**Aufgaben**:
**1.** Nenne alle Unternehmen, die im Text über den Handelsstreit zwischen den USA und der EU namentlich erwähnt werden.
**2.** Wen ärgert es laut dem Text über den Handelsstreit zwischen den USA und der EU, dass sich GE nie gegen Siemens und ABB durchsetzen konnte?
**3.** Schreibe den Text über den Handelsstreit zwischen den USA und der EU nach seinem letzten Satz weiter.

**Vorgegebener Text**:
+++
Berlin (taz) – Je freier der Weltmarkt, desto mehr Arbeit bekommen offenbar staatliche Stellen. Seit Jahren schon schwelt zwischen der US-Regierung und der EU ein Streit um die öffnung der Märkte beiderseits des Atlantiks. Und immer geht es, jenseits der aufgeblasenen Rhetorik, letztlich nur darum, ob EU-Konzerne des Transport- und Energiesektors in den USA zum Zuge kommen oder umgekehrt die US-Konzerne General Electric Corporation (GE) Dampfturbinen und ATT Telekommunikationsgeräte in der EU verkaufen können. Gegen Siemens und ABB, die Hoflieferanten deutscher Energiekonzerne, konnte sich, zum Ärger des US- Handelsbeauftragten Mickey Kantor, GE noch nie durchsetzen.
+++
**Vorliegendes Material**:
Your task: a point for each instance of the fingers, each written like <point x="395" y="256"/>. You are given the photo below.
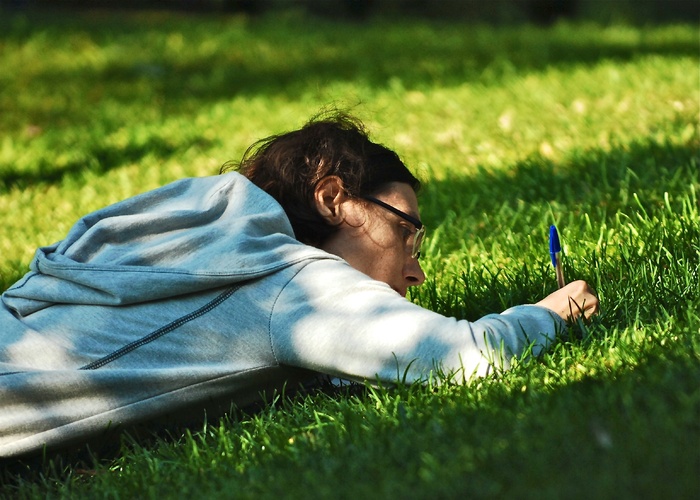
+++
**Erwartete Antworten**:
**1.** General Electric Corporation (GE), ATT, Siemens, ABB

**2.** Den US-Handelsbeauftragten Mickey Kantor.

**3.**
Am Dienstag nachmittag nun mußte sich erstmals ein deutsches Gericht in Berlin mit der Dampfturbinen-Auftragsvergabe befassen, nachdem GE wieder einen Auftrag in der Größenordnung von 400 Millionen Mark nicht bekommen hatte: Dampfturbinen für die 800-Megawatt-Blöcke des Braunkohlekraftwerks Lippendorf bei Leipzig. Die Vereinigte Energiewerke AG (Veag) hatte in der Schlußrunde nur noch mit ABB, Siemens und MAN verhandelt und schließlich ABB den Zuschlag gegeben. Nur weil sie die Hoflieferanten seien, klagten die GE-Anwälte. Das sei nach einer Vereinbarung der EU mit den USA Diskriminierung, die Ausschreibung müsse wiederholt werden. Die Veag konterte kühl: ABB und Siemens hätten bessere Technik für weniger Geld angeboten. „ABB war wirklich im Preis um Längen günstiger“, versicherte Veag-Geschäftsführer Gerhard Bräunlein. Und auf eine Liste von Mängeln sei General Electric nicht eingegangen.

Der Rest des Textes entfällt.